A few records
● ● ● ● ●

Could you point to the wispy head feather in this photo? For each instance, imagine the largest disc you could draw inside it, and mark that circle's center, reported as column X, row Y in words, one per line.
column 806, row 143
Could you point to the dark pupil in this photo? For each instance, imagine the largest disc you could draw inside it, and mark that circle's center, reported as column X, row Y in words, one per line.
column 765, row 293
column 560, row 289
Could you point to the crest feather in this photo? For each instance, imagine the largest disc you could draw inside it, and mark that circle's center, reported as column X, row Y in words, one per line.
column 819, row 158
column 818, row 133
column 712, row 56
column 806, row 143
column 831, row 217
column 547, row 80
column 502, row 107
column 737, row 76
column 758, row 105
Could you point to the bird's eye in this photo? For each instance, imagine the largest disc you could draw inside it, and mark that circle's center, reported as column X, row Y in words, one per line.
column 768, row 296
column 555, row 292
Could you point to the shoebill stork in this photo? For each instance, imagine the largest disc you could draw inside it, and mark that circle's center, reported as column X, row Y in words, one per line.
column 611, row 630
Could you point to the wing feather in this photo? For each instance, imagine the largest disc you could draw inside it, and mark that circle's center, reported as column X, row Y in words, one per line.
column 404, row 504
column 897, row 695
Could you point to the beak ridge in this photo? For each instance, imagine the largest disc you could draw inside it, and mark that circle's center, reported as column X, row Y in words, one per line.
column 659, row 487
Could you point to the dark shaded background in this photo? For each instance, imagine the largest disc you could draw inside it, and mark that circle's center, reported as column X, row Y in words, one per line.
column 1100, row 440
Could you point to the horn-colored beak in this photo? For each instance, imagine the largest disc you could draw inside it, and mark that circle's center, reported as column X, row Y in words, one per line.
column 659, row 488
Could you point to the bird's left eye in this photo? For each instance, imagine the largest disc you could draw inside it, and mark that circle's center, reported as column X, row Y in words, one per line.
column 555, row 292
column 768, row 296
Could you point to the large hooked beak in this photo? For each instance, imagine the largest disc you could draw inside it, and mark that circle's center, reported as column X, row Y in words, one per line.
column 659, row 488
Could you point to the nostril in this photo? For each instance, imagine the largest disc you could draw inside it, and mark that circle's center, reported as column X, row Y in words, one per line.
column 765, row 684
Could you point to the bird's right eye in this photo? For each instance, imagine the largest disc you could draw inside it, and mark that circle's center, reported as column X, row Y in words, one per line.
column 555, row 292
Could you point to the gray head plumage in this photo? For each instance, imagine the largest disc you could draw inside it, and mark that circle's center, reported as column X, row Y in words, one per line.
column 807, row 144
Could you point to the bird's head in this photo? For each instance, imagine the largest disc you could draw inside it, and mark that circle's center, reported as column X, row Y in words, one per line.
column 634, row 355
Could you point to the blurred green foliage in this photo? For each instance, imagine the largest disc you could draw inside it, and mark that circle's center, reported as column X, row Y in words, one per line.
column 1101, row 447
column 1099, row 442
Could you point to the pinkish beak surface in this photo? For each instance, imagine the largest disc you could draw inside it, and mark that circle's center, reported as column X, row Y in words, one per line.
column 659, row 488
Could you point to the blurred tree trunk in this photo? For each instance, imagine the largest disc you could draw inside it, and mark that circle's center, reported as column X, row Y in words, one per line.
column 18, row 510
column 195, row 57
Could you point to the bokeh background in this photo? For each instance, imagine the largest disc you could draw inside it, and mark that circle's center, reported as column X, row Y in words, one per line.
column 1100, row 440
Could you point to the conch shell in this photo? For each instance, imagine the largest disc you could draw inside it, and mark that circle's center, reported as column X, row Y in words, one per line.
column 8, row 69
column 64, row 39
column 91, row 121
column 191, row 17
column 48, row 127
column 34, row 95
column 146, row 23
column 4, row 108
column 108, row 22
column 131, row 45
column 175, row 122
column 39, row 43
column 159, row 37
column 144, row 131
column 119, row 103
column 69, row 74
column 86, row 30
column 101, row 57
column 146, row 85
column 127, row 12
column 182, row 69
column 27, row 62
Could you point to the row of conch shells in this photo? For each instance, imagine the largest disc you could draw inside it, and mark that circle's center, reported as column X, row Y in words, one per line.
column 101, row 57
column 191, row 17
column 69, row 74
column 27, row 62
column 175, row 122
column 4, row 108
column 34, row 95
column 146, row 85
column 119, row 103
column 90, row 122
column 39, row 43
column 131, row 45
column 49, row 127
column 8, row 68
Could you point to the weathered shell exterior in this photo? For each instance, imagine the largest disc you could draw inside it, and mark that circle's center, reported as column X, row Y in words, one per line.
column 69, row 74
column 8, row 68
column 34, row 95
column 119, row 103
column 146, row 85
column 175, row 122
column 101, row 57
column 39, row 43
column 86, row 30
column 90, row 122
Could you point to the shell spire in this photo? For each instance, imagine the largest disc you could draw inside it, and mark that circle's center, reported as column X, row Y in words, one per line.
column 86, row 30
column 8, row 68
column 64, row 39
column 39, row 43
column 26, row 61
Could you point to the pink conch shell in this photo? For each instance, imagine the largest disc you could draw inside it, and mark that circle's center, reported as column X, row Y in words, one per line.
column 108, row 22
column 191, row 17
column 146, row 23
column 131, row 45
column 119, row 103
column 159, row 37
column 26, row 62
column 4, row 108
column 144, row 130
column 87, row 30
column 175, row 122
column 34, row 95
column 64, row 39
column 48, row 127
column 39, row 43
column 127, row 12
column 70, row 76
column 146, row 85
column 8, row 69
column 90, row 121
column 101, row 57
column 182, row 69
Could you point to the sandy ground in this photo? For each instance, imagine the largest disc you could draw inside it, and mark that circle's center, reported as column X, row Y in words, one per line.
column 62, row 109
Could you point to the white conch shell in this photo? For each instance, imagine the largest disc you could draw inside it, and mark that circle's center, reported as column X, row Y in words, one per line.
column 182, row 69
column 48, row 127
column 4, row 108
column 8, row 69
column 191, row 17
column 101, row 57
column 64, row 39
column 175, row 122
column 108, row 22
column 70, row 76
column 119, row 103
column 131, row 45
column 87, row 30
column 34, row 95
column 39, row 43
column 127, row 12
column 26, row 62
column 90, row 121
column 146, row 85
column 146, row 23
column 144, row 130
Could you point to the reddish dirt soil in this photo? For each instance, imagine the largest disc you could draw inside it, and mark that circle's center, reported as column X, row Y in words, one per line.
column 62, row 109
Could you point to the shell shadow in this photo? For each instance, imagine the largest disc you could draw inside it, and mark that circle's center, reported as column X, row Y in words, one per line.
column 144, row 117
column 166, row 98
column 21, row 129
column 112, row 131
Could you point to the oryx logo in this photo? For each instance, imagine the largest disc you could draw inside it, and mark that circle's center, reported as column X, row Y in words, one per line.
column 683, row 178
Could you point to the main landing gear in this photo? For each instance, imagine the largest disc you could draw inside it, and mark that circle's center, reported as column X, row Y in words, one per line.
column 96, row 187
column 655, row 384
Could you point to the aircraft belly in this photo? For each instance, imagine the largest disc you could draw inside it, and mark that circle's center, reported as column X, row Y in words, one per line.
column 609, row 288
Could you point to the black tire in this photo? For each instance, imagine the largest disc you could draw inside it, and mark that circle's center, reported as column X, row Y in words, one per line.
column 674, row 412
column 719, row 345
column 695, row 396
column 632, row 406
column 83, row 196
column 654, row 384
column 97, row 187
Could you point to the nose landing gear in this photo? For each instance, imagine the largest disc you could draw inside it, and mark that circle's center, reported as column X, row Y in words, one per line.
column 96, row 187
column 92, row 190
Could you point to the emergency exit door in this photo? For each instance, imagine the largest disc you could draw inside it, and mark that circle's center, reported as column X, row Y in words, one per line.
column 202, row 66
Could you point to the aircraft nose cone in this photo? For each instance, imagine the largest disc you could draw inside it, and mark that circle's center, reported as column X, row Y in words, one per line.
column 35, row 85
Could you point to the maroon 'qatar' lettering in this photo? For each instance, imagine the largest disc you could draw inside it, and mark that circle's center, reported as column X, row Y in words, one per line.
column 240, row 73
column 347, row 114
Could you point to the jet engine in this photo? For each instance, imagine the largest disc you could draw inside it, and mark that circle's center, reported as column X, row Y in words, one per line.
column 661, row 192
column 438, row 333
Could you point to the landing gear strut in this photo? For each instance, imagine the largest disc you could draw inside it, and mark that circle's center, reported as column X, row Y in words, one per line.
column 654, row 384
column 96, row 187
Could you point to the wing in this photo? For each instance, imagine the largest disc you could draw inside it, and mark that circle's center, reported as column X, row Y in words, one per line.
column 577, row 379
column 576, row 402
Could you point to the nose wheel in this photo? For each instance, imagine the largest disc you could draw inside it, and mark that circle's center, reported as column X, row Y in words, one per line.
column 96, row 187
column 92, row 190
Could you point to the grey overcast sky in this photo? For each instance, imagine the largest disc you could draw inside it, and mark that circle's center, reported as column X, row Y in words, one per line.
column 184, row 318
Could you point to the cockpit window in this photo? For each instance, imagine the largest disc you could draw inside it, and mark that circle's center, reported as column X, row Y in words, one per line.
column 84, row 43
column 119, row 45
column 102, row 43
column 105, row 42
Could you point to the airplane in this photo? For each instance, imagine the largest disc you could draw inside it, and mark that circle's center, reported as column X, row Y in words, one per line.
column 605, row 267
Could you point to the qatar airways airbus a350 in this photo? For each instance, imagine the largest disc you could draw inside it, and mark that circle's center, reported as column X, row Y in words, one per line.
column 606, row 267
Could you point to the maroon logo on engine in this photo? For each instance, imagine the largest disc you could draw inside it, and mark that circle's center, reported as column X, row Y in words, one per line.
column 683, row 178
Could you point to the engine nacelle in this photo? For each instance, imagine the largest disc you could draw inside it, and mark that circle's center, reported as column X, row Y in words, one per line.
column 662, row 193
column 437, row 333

● ● ● ● ●

Reproduce the listing from the line containing "Could you point to the gray" through the line containing "column 807, row 144", substituting "slate crown plumage" for "gray head plumage" and keeping everything else identical.

Could you point to the slate crown plumage in this photo? For each instance, imagine the largest disc you could draw inside it, and mark that circle's center, reported as column X, row Y in words, one per line.
column 807, row 144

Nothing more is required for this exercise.